__Supplied passage__:
• • • •
- Updates have upside and downside. Upcoming Part D changes brought about by the Inflation Reduction Act may be good news for consumers but troubling for plan sponsors.
- How the changes impact employers. The Act is changing how it pays Part D plans in a way that could be unfavorable to sponsors.
- Consider an alternative. Employers may consider ceasing group plan sponsorship and instead directing retirees to obtain individual Part D coverage through a marketplace exchange.
The Inflation Reduction Act, a United States federal law passed in 2022, includes major changes to Medicare Part D intended to control prescription drug costs, cap maximum retiree out-of-pocket costs and simplify coverage for Medicare enrollees. This strengthening of Part D offers improved coverage for retirees as well as new risks and opportunities for employers that sponsor group Medicare Part D plans.
This article breaks down some recent and upcoming changes to Part D as well as some corresponding changes to consider for your plan strategy.
Part D Changes: Good for Consumers, Less So for Plan Sponsors
The current Medicare Part D benefit contains a range of complex program terms, which may confuse retirees and leave them without a clear understanding of their maximum out-of-pocket cost liability. With the Inflation Reduction Act comes a new — in 2025 — Part D benefit approach that eliminates the prior complexities by adopting a much simpler structure plus a $2,000 cap on an enrollee’s annual out-of-pocket costs. In addition, for the first time, the federal government is capping prescription drug cost inflation and negotiating drug prices with the pharmaceutical makers. These changes go far to realize the vision of Part D as a comprehensive and fully adequate source of Medicare prescription drug coverage.
• • • •
__Required action 1__: Please write out the portion of the Medicare Part D article between "- How the changes" and "a marketplace exchange.", inclusive.
__Required action 2__: According to the Medicare Part D article, what cap does the new 2025 Part D benefit set on an enrollee's annual out-of-pocket costs?

[Records in a dataset]
• • • •
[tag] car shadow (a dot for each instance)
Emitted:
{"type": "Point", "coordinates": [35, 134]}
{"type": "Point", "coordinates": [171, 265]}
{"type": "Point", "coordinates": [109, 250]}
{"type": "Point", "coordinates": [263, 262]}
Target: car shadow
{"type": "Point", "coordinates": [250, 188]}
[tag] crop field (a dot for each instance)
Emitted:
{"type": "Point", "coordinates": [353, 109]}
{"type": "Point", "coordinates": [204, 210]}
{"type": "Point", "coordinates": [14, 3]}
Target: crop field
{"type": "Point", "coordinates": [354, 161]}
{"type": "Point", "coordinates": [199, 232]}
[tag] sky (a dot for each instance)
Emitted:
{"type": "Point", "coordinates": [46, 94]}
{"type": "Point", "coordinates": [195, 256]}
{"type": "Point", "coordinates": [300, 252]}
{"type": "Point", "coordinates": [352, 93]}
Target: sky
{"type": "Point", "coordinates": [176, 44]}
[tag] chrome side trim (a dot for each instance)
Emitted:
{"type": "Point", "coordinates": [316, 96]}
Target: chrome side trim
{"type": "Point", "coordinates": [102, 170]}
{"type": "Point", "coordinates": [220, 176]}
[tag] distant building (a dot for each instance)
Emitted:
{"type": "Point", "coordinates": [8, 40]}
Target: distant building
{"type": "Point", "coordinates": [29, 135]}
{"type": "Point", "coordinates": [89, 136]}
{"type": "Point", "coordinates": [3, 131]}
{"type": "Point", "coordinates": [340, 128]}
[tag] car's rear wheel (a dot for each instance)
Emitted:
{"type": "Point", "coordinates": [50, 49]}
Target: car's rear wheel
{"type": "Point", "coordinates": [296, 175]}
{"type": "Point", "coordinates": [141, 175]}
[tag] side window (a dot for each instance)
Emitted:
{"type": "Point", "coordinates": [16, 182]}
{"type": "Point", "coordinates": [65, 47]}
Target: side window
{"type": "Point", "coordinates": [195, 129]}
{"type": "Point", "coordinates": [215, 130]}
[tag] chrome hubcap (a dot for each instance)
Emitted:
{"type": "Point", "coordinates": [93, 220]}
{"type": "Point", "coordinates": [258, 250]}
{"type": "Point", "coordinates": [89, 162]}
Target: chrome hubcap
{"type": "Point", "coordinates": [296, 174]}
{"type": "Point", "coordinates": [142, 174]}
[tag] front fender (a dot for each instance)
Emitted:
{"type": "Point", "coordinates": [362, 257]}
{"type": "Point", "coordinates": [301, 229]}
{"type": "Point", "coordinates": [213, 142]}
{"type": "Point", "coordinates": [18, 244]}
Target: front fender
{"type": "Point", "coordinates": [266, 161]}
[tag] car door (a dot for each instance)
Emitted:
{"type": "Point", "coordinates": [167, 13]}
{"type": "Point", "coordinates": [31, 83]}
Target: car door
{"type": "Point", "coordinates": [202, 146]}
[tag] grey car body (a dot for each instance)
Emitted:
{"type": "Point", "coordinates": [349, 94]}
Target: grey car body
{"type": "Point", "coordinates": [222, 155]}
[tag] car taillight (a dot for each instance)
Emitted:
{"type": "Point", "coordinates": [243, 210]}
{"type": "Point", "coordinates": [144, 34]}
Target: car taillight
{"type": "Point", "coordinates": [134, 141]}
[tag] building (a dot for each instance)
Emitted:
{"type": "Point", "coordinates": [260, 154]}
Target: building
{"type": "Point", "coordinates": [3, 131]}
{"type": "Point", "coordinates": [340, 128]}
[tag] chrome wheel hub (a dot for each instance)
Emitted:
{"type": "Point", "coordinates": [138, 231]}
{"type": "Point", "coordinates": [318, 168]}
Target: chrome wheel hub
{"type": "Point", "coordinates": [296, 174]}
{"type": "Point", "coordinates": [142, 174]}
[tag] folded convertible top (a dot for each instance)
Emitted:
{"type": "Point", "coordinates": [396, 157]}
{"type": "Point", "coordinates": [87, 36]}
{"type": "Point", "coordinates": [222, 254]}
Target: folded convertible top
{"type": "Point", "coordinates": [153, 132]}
• • • •
__Task output 1__:
- How the changes impact employers. The Act is changing how it pays Part D plans in a way that could be unfavorable to sponsors.
- Consider an alternative. Employers may consider ceasing group plan sponsorship and instead directing retirees to obtain individual Part D coverage through a marketplace exchange.

__Task output 2__: $2,000